-------- Data for the task --------

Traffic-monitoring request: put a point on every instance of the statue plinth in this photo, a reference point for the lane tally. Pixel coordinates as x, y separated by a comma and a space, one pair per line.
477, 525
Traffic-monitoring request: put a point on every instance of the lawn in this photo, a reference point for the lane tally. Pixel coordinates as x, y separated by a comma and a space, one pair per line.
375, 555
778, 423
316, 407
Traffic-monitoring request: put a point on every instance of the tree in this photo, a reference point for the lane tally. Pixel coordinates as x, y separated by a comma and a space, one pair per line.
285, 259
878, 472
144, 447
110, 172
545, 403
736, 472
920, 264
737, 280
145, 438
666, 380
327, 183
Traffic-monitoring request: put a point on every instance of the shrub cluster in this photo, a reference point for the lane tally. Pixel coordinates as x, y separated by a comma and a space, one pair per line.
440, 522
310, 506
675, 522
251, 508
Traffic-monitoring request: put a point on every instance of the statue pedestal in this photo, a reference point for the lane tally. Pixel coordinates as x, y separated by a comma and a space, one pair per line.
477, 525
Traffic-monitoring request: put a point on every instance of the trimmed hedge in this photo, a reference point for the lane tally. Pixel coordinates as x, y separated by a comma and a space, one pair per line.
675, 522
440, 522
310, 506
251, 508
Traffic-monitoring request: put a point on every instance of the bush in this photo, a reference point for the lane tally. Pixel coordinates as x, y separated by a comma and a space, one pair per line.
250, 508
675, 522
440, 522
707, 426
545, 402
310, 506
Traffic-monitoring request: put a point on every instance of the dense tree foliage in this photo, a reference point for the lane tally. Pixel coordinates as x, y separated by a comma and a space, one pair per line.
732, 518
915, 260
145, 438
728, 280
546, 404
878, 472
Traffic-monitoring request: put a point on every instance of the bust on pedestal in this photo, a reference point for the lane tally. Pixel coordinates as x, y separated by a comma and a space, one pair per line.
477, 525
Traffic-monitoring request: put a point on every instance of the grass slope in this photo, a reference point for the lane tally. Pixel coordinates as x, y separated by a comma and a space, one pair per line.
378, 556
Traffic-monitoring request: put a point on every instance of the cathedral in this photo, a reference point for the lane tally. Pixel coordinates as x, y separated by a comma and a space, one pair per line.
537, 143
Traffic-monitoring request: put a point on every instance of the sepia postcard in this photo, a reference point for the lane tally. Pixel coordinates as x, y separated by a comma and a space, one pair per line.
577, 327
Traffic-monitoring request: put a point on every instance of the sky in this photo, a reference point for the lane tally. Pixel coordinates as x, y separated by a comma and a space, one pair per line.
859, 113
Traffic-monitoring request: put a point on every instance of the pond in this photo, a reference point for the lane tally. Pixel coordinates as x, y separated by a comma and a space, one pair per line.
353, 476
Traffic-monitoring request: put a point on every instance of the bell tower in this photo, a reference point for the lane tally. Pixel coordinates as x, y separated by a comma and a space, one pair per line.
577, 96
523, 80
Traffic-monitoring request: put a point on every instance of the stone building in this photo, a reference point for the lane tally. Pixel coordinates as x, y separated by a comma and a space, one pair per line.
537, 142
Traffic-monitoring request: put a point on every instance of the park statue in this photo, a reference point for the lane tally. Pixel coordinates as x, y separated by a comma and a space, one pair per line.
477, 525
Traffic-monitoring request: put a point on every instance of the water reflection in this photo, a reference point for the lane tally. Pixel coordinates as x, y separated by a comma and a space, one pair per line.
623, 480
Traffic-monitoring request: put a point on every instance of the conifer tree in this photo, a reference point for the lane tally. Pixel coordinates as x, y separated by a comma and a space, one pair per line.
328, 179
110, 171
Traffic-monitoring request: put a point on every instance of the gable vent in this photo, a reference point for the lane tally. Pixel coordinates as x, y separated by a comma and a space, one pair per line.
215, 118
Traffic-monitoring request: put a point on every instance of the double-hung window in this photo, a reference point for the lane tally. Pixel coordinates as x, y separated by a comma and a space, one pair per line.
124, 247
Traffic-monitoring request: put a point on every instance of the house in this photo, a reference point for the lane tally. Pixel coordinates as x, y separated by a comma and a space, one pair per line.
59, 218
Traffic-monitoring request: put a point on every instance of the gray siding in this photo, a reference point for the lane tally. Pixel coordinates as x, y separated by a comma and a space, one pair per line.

--------

▸ Task brief
Switch every "lane tally" in all the records above to "lane count", and give the records again with nothing else changed.

▸ Result for this task
Traffic-monitoring request: put a point on every instance of the statue plinth in this photo, a reference point for the lane count. Pixel coordinates as x, y separated by a comma and a space, one pair per line.
477, 525
Traffic-monitoring request: put a point on every instance of the lawn in this photo, a reference point for the lane count. Pixel coordinates as x, y separated by a comma and a space, one pair per line.
375, 555
778, 423
316, 407
Traffic-monitoring request: put a point on every instance of the tree in this photo, a reference point for the lane count. Pixel coordinates as x, y separated by a comma and a space, one pair per line.
285, 259
878, 472
144, 447
110, 172
545, 403
736, 472
920, 264
737, 280
145, 438
666, 380
327, 183
Traffic-monitoring request: put a point on every instance of the shrub cluster in this photo, a reference point for the lane count. Pixel coordinates as x, y separated by a comma and a space, one pair per line.
440, 522
310, 506
675, 522
251, 508
Traffic-monitoring request: put a point on every instance of the statue pedestal in this photo, a reference point for the lane count. Pixel coordinates as x, y separated by a comma and a space, one pair per line.
477, 525
Traffic-monitoring request: put a point on every instance of the trimmed hedge in this photo, a reference point for the lane count. Pixel coordinates as x, y separated by a comma and a space, one pair per line.
675, 522
440, 522
310, 506
251, 508
Traffic-monitoring request: put a point on every instance of the bush in this photo, a reference point for the lane count. Pixel coordinates as x, y separated by a comma and a space, one pair per line.
250, 508
675, 522
440, 522
707, 426
545, 402
310, 506
Traffic-monitoring request: put a point on every instance of the dense tree foliage in this photo, a reference point for the lane count. Pixel coordinates as x, y separated by a comma and a space, one pair per line.
732, 518
915, 260
145, 438
728, 280
546, 404
878, 472
Traffic-monitoring request: put a point on every instance of the bust on pedestal in this photo, a reference point for the lane count. Pixel coordinates as x, y separated by a comma and a space, one pair per line.
477, 525
Traffic-monitoring request: put a point on every instance of the grass slope in this photo, a reference point for the lane count. Pixel coordinates as x, y separated by a comma and a space, one pair per line.
378, 556
Traffic-monitoring request: put a point on every instance of the cathedral in this photo, a reference point for the lane count. Pixel coordinates as x, y separated by a comma and a space, one pair per line.
537, 143
Traffic-monitoring request: put a point on every instance of the sepia postcard in this photo, a reference point for the lane count. Pixel coordinates as x, y separated by a comma and a space, one pair per line.
577, 327
Traffic-monitoring request: put a point on every instance of the sky in this photo, a reference point for the lane count. Pixel coordinates as x, y separated by a comma and a space, one pair per line.
859, 113
Traffic-monitoring request: put a point on every instance of the pond in this photo, a reference point for the lane count. Pixel coordinates as x, y separated by a comma and a space, one pair per line.
353, 476
Traffic-monitoring request: put a point on every instance of the bell tower in this photo, a reference point for the lane count. Pixel coordinates as x, y separated by a comma and a space, one pair per line.
577, 96
523, 80
Traffic-monitoring request: put a point on every instance of the stone building in this photo, a reference point for the lane count. Pixel coordinates as x, y separated by a comma and a space, one pair per line.
537, 142
Traffic-monitoring request: put a point on every instance of the park statue in this photo, a reference point for the lane count. Pixel coordinates as x, y separated by a comma and a space, one pair per line.
477, 525
Traffic-monitoring request: put a point on every instance of the water reflection in this photo, a reference point for the lane count. Pixel coordinates as x, y separated by a comma and a space, one pair per line.
623, 480
Traffic-monitoring request: put a point on every instance of the conifer tree in this photo, a reference point for the lane count. Pixel coordinates as x, y separated by a comma and a space, one pair per line.
328, 179
110, 171
Traffic-monitoring request: put a point on every instance of the gable vent in this photo, a reference point for the lane count. Pixel coordinates as x, y separated by a comma and a space, one pair per line.
215, 118
Traffic-monitoring request: put a point on every instance of the double-hung window in this photo, a reference point for the lane count. Pixel coordinates as x, y separated by a comma and a space, one pair per line.
124, 247
Traffic-monitoring request: put a point on every instance of the house in this photo, a reference point for the lane count. Pixel coordinates as x, y separated by a comma and a space, one pair per line.
59, 218
Traffic-monitoring request: put a point on every instance of the gray siding in this photo, a reference point for the lane count. Pixel coordinates as x, y separated by a comma and a space, one pair per line.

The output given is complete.